Segment Start: Provided records
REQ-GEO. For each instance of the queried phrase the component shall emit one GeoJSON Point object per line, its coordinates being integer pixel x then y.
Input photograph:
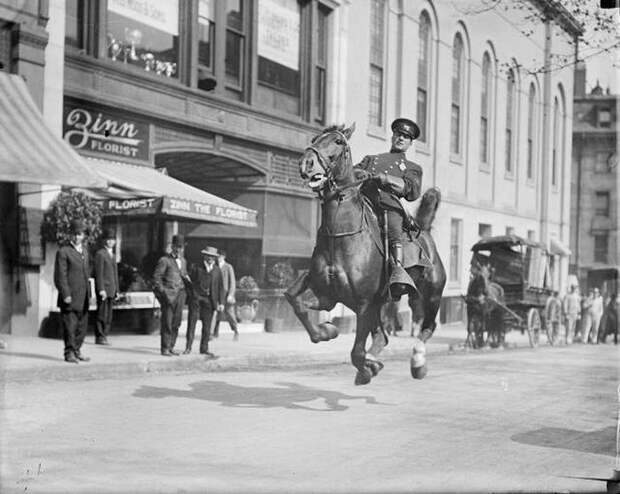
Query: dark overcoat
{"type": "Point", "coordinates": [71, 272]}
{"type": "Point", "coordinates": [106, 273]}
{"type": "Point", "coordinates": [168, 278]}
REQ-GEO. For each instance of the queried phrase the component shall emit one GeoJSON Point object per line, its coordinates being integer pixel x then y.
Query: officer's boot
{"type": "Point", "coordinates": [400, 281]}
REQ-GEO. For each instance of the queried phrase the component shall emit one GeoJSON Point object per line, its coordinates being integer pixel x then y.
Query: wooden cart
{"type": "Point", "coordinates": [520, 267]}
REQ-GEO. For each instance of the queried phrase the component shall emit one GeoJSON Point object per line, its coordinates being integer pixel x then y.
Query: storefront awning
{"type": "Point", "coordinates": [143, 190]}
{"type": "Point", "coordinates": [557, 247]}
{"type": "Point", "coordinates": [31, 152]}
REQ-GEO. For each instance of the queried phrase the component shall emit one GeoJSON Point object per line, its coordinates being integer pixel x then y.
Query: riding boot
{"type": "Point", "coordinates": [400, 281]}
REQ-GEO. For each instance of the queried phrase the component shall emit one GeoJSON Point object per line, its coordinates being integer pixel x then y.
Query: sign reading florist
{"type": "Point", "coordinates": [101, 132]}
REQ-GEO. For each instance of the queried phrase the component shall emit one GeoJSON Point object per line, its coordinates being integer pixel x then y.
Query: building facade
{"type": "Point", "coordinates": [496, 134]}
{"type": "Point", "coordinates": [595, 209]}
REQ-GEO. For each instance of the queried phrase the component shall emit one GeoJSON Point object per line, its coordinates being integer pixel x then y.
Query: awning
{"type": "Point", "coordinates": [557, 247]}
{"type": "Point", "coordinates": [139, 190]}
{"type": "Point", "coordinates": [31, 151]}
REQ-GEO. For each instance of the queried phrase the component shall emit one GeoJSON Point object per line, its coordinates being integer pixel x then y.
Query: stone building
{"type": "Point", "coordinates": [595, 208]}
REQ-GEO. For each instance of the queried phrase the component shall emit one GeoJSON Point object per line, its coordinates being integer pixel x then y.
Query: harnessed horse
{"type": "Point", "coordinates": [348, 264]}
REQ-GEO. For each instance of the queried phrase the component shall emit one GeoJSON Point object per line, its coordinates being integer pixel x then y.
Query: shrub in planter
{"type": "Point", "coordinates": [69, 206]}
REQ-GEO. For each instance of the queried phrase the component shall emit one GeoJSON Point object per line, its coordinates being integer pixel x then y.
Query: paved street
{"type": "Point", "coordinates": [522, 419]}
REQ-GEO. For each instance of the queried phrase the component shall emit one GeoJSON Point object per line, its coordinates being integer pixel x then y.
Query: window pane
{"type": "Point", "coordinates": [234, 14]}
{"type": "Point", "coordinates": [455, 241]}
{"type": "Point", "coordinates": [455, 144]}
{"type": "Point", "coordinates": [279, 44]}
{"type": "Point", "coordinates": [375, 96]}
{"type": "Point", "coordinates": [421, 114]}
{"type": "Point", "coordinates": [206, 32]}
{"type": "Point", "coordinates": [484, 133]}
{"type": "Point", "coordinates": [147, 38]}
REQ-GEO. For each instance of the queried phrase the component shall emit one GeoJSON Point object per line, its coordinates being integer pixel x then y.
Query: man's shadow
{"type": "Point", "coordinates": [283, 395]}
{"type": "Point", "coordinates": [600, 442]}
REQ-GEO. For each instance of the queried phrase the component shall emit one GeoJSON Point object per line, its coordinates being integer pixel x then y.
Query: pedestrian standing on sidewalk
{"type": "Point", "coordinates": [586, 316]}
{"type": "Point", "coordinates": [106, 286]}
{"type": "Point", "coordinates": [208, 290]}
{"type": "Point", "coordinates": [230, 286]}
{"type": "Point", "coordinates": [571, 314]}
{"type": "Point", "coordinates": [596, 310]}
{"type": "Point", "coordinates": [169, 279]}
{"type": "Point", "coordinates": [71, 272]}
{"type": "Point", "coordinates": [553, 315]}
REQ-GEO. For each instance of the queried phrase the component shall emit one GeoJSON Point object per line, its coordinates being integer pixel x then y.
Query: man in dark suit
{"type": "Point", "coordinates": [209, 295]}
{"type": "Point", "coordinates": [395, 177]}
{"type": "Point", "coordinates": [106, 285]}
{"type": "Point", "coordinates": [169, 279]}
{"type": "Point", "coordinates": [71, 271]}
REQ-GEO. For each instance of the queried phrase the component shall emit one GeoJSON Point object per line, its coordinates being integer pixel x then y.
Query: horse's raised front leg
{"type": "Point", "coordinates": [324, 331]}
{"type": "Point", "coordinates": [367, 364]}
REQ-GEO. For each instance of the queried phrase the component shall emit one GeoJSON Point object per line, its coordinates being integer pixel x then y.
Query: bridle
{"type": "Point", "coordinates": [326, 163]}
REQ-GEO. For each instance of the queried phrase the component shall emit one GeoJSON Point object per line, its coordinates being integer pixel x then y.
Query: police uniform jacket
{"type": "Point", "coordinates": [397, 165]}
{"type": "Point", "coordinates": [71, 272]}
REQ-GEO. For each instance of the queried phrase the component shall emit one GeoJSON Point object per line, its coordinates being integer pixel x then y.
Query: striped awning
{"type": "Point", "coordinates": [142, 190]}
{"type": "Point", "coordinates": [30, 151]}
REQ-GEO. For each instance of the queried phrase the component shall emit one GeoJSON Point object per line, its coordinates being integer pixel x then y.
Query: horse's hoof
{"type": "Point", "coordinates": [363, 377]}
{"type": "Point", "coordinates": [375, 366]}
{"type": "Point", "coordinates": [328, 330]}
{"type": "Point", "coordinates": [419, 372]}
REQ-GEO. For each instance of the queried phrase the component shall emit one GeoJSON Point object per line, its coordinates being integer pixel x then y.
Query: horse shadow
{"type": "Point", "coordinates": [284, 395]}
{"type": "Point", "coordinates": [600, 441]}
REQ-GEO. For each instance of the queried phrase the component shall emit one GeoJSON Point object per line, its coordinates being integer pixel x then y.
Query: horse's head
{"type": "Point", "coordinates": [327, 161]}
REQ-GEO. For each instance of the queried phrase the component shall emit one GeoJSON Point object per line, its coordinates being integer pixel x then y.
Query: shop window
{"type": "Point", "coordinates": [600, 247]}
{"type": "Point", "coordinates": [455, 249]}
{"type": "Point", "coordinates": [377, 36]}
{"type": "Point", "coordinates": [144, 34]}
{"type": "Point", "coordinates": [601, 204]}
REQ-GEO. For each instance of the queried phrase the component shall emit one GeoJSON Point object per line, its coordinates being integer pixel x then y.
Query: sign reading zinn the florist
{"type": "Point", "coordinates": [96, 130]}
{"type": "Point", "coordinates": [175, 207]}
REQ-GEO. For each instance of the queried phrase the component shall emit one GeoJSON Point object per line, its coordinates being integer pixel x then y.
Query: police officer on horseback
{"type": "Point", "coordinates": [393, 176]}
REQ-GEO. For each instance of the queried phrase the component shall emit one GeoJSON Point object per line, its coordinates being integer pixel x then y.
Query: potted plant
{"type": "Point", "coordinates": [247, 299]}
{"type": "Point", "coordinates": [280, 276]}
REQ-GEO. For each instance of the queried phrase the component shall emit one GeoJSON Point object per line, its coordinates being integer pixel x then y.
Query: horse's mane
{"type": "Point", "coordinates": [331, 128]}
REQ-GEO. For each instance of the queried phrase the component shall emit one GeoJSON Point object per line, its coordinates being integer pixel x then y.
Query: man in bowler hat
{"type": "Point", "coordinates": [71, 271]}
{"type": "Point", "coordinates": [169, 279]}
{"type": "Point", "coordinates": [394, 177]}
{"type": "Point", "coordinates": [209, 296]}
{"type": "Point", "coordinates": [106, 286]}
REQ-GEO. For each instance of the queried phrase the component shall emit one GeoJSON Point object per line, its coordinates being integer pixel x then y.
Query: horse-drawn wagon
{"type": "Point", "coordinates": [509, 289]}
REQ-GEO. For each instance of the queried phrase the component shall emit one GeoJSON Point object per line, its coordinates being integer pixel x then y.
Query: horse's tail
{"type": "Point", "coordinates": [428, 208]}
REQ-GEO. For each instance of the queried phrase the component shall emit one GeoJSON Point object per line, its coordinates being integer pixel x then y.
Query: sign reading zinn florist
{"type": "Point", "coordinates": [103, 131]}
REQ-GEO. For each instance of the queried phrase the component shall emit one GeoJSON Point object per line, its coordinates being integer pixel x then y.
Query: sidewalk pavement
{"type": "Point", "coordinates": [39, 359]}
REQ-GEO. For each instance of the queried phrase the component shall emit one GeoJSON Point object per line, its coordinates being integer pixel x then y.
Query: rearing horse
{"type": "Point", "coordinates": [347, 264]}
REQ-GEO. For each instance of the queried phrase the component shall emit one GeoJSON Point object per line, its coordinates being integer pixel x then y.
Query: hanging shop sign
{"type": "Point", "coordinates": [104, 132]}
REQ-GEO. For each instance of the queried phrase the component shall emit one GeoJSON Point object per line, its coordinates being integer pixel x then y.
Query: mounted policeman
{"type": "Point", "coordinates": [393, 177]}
Segment End: Provided records
- **What you have to do**
All lines from the one holding "Query: rearing horse" through the end of the entries need to be given again exactly. Leave out the others.

- **Completed exercise**
Query: rearing horse
{"type": "Point", "coordinates": [347, 264]}
REQ-GEO. For each instance of the queried phrase the component shall emit one GeoJSON Point object per line, its coordinates being integer pixel x then y.
Query: hanging shop sign
{"type": "Point", "coordinates": [104, 132]}
REQ-GEO. For each instance of the queried phrase the component shall emit one GeoJSON Point object per line, its coordinates being integer pixel x then y.
Query: mounted policeman
{"type": "Point", "coordinates": [393, 177]}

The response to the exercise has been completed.